» **Required action**
For every entry below, give it back exactly and leave out any image.

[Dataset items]

-=-=-=-=-

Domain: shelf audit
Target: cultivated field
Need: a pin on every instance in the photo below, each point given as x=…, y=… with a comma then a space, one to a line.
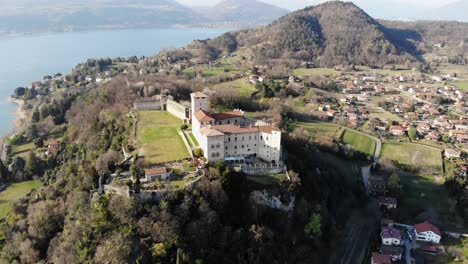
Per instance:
x=359, y=142
x=314, y=71
x=158, y=137
x=322, y=133
x=22, y=149
x=424, y=197
x=239, y=86
x=14, y=193
x=423, y=194
x=426, y=158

-=-=-=-=-

» **Problem solution**
Domain: shelf audit
Target: cultivated field
Need: a pin on every instance in the photo below, each point given as x=…, y=… with a comma then a space, one to a line.
Per instance:
x=359, y=142
x=314, y=71
x=158, y=137
x=322, y=133
x=22, y=149
x=424, y=197
x=239, y=86
x=14, y=193
x=423, y=194
x=426, y=158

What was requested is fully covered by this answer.